**TEXTO MOSTRADO**.
++++++++
Pero hoy, tres directores, precisamente mexicanos, Alejandro González Iñárritu (Babel), Guillermo del Toro (El laberinto del fauno) y Alfonso Cuarón (Niños del hombre), abren al cine latinoamericano las puertas hacia lo universal, no porque hayan recibido tantas postulaciones a los premios Oscar, que ya se sabe tienen mucho de fanfarria comercial y se gobiernan no pocas veces por ajustes y conveniencias. Es porque se han vuelto imprescindibles a la hora de señalar el gran cine, en los festivales europeos de firme prestigio, Cannes, San Sebastián o Venecia, o en los Globos de Oro, concedidos por los corresponsales de prensa extranjeros en Hollywood, (y mejor calificados que el Oscar), e imprescindibles para la crítica y para las compañías distribuidoras, pero, sobre todo, atractivos para el público de cualquier parte y en cualquier idioma.
Es un cine de autor que se vuelve cine de masas y si se vale de la tecnología de punta como en El laberinto del fauno se sostiene de manera firme en el arte, empezando por la calidad de los guiones y de allí hasta el logro de las imágenes. Y explora, sobre todo, los grandes temas contemporáneos, la soledad y la miseria, el temor por el futuro, y lo mismo, el recuerdo terrible de la historia. Nos enseñan cómo se hace el gran cine en estos comienzos del siglo XXI, no para México o para Latinoamérica vistos hacia adentro, o para mirarnos nosotros mismos el ombligo, sino para el mundo. Están haciendo escuela, que es lo que hacen los grandes directores siempre, y apenas están empezando.
Babel, la película de González Iñárritu, es la mejor muestra de esa universalidad que digo. De sus tres escenarios, la fría ciudad japonesa que anuncia la esterilización tecnológica del mundo del futuro, destinado a la soledad; la desolada pobreza de los páramos de Marruecos, donde la vida de atraso y miseria de los pastores de cabras, que bien podrían vivir lo mismo en tiempos bíblicos, se rompe con el deslumbre de la aparición de un autobús de turistas inmunizados frente al sufrimiento; y el del alucinante y revuelto México fronterizo con Estados Unidos.
Es este último escenario el que introduce a Latinoamérica en la composición universal y global, no como la cultura que siempre asumimos como ejemplar e inevitable porque es propia, sino como un componente que la cámara exhibe sin maquillajes, y que enseña, en el caos de sus improvisaciones, el ajuste de cuentas entre la tradición y las imposiciones de lo moderno, el barro y el plástico. Ese mundo confuso, lleno de símbolos perecederos de modernidad, que es la antesala del codiciado paraíso que se halla al otro lado del muro inteligente que se extiende por miles de kilómetros tratando de detener una inevitable invasión de seres que arrastran consigo miserias y esperanzas, pero también ganas de vida, lengua, música, creencias, comidas, toda una irrupción cultural que desafía la represión y termina imponiendo con dramatismo sus propios signos revueltos y desafiantes a lo largo de su travesía en el desierto.
Ese mundo rural de la Tijuana de polvaredas, al lado mismo del San Diego de verdes prados rasurados, en Tijuana los pobres hacinados en los cerros y en San Diego los ricos aislados en los cerros, es una pieza de la Babel postmoderna que se ajusta en la película al mecanismo global, soledad, guerras, miseria, terrorismo, muros para detener los éxodos desde el mundo oscuro al mundo iluminado, del túnel a las vitrinas. Y Babel es así, es una lección universal acerca de las relaciones que se tejen en la cultura y en los modos de vida del planeta. Este es nuestro cine mojado, de éste y del otro lado de la frontera, que no se sitúa en la última fila menesterosa, sino bajo los reflectores.
++++++++
**DATOS PROPORCIONADOS**.
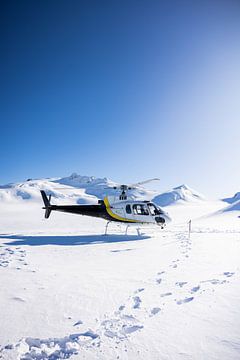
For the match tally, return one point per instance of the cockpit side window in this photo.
(154, 210)
(128, 209)
(140, 209)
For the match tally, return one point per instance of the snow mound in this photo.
(233, 207)
(180, 194)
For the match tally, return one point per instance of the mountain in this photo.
(233, 199)
(180, 194)
(72, 189)
(233, 207)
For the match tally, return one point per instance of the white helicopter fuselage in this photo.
(134, 211)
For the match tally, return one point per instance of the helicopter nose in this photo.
(160, 220)
(167, 218)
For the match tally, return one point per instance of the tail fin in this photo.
(46, 203)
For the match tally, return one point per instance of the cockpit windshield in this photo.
(154, 210)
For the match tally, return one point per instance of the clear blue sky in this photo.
(123, 89)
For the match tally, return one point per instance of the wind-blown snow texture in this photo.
(68, 292)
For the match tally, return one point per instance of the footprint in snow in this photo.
(184, 301)
(181, 283)
(137, 302)
(166, 294)
(155, 311)
(139, 290)
(79, 322)
(215, 281)
(195, 289)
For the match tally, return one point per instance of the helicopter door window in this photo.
(140, 209)
(128, 209)
(152, 209)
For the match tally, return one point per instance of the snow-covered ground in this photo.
(68, 291)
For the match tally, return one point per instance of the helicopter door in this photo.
(141, 213)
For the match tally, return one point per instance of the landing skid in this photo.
(126, 229)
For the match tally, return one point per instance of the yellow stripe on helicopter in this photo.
(117, 217)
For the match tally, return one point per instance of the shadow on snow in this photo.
(37, 240)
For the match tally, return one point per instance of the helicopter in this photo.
(120, 208)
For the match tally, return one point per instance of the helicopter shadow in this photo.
(76, 240)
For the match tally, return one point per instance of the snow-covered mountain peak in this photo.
(180, 194)
(233, 199)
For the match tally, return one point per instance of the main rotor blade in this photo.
(144, 182)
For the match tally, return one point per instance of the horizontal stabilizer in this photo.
(46, 203)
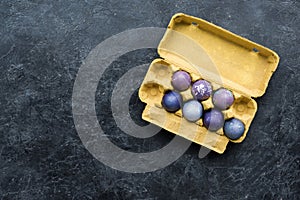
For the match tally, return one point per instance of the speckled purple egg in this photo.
(223, 98)
(192, 110)
(201, 90)
(213, 120)
(181, 80)
(234, 128)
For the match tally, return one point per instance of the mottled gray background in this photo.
(43, 44)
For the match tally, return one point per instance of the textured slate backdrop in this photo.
(43, 44)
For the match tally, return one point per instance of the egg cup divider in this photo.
(208, 52)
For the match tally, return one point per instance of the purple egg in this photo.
(234, 128)
(213, 120)
(181, 80)
(201, 90)
(223, 98)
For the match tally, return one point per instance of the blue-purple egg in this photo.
(234, 128)
(213, 120)
(222, 98)
(171, 101)
(201, 90)
(192, 110)
(181, 80)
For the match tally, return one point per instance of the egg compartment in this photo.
(211, 53)
(158, 81)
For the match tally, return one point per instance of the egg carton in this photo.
(207, 52)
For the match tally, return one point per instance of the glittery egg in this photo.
(171, 101)
(223, 98)
(213, 120)
(192, 110)
(201, 90)
(181, 80)
(234, 128)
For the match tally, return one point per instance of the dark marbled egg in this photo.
(234, 128)
(172, 101)
(213, 120)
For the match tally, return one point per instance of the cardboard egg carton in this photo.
(211, 53)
++++++++
**DETALLE DE LA TAREA**.
Reproduce sin cambios el fragmento del texto sobre el cine mexicano que va desde "Pero hoy, tres" hasta "en cualquier idioma.".

**RESULTADO**.
Pero hoy, tres directores, precisamente mexicanos, Alejandro González Iñárritu (Babel), Guillermo del Toro (El laberinto del fauno) y Alfonso Cuarón (Niños del hombre), abren al cine latinoamericano las puertas hacia lo universal, no porque hayan recibido tantas postulaciones a los premios Oscar, que ya se sabe tienen mucho de fanfarria comercial y se gobiernan no pocas veces por ajustes y conveniencias. Es porque se han vuelto imprescindibles a la hora de señalar el gran cine, en los festivales europeos de firme prestigio, Cannes, San Sebastián o Venecia, o en los Globos de Oro, concedidos por los corresponsales de prensa extranjeros en Hollywood, (y mejor calificados que el Oscar), e imprescindibles para la crítica y para las compañías distribuidoras, pero, sobre todo, atractivos para el público de cualquier parte y en cualquier idioma.